— start DATA FOR THIS EXERCISE —
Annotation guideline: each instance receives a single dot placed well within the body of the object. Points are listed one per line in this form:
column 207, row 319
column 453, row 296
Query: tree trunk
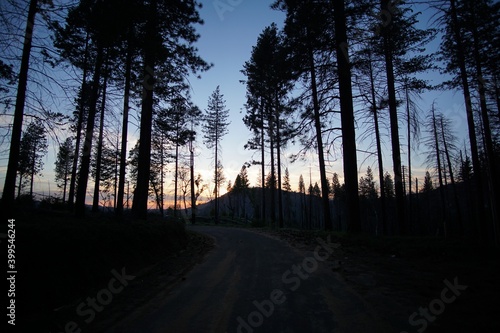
column 393, row 114
column 79, row 125
column 140, row 201
column 123, row 151
column 97, row 183
column 452, row 179
column 278, row 155
column 87, row 146
column 273, row 170
column 176, row 177
column 410, row 215
column 482, row 227
column 379, row 150
column 492, row 173
column 20, row 186
column 32, row 171
column 66, row 172
column 263, row 166
column 9, row 188
column 162, row 175
column 440, row 174
column 347, row 120
column 191, row 171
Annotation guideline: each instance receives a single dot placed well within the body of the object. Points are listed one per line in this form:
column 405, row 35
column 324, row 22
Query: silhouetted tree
column 214, row 129
column 32, row 150
column 63, row 163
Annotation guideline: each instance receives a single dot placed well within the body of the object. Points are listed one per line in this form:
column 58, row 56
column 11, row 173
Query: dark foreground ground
column 210, row 279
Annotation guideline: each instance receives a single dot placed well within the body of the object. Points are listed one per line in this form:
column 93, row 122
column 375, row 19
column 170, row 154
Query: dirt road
column 253, row 283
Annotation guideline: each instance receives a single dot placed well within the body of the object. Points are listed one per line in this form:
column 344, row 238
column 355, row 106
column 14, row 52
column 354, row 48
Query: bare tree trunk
column 278, row 155
column 347, row 120
column 95, row 203
column 79, row 125
column 393, row 114
column 32, row 172
column 452, row 179
column 263, row 166
column 492, row 173
column 176, row 174
column 87, row 146
column 123, row 150
column 273, row 170
column 410, row 215
column 319, row 140
column 66, row 172
column 191, row 171
column 9, row 188
column 482, row 227
column 140, row 202
column 440, row 174
column 379, row 148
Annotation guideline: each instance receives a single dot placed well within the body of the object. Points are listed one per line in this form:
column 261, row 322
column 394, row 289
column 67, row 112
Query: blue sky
column 231, row 29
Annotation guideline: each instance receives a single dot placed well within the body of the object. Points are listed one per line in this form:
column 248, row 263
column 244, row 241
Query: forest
column 332, row 75
column 150, row 228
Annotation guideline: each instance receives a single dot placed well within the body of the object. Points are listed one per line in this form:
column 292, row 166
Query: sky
column 230, row 29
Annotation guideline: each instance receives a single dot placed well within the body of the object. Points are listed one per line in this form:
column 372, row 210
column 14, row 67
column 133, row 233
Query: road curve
column 253, row 283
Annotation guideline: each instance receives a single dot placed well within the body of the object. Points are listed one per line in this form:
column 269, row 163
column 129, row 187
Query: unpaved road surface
column 250, row 282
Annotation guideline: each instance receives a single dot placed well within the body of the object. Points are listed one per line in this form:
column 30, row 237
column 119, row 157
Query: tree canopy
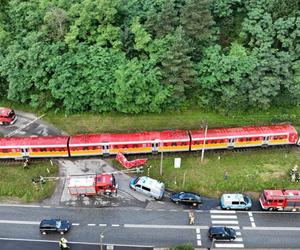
column 135, row 56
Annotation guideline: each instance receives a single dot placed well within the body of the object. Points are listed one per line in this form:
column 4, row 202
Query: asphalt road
column 148, row 227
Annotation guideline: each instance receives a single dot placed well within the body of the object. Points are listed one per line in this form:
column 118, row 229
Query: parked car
column 186, row 198
column 221, row 233
column 235, row 201
column 54, row 225
column 148, row 186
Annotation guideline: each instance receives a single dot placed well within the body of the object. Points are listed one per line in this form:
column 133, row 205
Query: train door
column 155, row 146
column 266, row 141
column 105, row 149
column 24, row 152
column 231, row 142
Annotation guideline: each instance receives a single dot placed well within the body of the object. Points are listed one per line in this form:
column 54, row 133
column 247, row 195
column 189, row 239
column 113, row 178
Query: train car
column 251, row 136
column 34, row 147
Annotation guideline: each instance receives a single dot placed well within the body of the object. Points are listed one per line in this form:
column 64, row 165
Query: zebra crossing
column 227, row 218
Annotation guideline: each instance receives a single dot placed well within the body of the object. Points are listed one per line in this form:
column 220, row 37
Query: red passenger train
column 147, row 142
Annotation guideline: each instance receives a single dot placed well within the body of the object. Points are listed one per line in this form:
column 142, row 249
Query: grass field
column 248, row 172
column 16, row 182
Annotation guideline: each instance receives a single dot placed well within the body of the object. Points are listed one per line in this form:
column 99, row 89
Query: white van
column 235, row 201
column 148, row 186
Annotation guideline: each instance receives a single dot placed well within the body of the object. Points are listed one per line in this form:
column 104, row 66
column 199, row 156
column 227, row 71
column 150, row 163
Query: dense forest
column 136, row 56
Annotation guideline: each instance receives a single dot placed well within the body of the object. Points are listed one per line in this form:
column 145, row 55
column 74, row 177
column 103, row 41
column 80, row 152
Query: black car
column 186, row 198
column 221, row 233
column 54, row 225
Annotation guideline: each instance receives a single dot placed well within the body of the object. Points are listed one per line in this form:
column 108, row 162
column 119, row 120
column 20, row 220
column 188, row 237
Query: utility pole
column 204, row 141
column 161, row 162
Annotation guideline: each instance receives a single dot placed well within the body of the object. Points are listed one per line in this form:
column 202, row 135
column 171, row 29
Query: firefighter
column 191, row 218
column 63, row 244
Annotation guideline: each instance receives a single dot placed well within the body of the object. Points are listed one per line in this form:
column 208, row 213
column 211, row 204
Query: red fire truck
column 7, row 116
column 288, row 200
column 104, row 183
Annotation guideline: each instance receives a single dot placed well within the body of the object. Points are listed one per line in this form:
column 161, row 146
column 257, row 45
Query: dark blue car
column 186, row 198
column 54, row 225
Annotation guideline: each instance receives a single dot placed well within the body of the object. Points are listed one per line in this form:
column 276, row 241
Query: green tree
column 138, row 88
column 177, row 68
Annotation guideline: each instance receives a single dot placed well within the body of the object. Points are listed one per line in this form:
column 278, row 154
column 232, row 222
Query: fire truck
column 7, row 116
column 92, row 185
column 287, row 200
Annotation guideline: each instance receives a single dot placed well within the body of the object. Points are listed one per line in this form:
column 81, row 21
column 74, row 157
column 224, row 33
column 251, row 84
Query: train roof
column 7, row 142
column 130, row 137
column 243, row 131
column 5, row 111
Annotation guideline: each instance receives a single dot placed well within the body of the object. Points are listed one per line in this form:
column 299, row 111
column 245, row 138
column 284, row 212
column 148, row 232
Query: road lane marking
column 273, row 228
column 19, row 222
column 165, row 226
column 229, row 245
column 224, row 222
column 223, row 216
column 222, row 212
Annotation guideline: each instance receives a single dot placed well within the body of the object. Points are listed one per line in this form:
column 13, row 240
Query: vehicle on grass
column 186, row 198
column 55, row 225
column 236, row 201
column 221, row 233
column 7, row 116
column 148, row 142
column 148, row 186
column 281, row 200
column 92, row 185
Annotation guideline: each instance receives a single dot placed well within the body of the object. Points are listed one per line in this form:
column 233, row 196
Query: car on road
column 54, row 225
column 235, row 201
column 186, row 198
column 7, row 116
column 221, row 233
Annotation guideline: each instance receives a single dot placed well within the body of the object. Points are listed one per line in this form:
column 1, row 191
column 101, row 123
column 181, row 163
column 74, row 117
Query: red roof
column 282, row 194
column 34, row 141
column 5, row 111
column 243, row 131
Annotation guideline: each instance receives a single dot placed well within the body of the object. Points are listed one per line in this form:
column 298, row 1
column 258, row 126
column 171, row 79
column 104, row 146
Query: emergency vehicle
column 104, row 183
column 7, row 116
column 288, row 200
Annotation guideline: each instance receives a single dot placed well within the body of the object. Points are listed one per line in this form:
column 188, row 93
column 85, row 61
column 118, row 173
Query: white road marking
column 165, row 226
column 273, row 228
column 223, row 216
column 222, row 212
column 224, row 222
column 234, row 227
column 19, row 222
column 229, row 245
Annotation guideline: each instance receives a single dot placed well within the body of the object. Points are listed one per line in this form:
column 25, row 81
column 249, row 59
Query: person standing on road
column 191, row 218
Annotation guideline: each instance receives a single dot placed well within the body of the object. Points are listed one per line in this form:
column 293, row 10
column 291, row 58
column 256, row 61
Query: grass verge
column 248, row 172
column 16, row 182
— end DATA FOR THIS EXERCISE —
WHAT IS REQUIRED
Copy out every line in the records that contains the word "grass", matching case exactly.

EXERCISE RESULT
Query: grass field
Query: vehicle on grass
Query: grass verge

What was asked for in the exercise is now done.